List each line of the items below that contains the string "light", copying every such line in full.

Spatial annotation records
begin

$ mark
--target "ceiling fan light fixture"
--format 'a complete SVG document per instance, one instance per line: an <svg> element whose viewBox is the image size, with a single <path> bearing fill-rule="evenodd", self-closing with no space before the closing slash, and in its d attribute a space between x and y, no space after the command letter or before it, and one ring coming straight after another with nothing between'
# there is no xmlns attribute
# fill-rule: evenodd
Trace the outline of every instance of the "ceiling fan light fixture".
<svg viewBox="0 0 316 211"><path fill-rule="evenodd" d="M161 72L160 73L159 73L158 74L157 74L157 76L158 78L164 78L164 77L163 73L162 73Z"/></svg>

end
begin

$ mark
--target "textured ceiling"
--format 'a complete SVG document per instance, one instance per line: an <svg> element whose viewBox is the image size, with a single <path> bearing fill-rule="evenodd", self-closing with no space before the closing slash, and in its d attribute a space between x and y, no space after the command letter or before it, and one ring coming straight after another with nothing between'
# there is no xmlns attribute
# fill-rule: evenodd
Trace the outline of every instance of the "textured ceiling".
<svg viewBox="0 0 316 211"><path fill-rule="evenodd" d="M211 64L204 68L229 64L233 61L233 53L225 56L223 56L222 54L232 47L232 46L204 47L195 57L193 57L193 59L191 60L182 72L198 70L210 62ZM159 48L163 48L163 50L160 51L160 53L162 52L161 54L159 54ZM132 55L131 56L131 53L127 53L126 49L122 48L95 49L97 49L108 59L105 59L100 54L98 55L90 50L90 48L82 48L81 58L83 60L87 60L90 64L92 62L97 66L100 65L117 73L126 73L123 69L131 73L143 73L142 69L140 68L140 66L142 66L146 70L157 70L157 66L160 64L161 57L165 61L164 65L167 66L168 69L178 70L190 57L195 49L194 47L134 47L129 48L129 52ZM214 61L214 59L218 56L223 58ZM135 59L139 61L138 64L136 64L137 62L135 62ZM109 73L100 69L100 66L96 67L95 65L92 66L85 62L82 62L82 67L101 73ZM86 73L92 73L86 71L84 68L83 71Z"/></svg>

end
begin

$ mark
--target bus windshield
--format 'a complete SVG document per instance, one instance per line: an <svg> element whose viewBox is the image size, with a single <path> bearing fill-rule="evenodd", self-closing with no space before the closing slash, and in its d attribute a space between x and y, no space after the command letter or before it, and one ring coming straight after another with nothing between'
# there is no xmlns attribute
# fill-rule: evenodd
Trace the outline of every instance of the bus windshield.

end

Answer to the task.
--target "ceiling fan light fixture"
Trace the outline of every instance of the "ceiling fan light fixture".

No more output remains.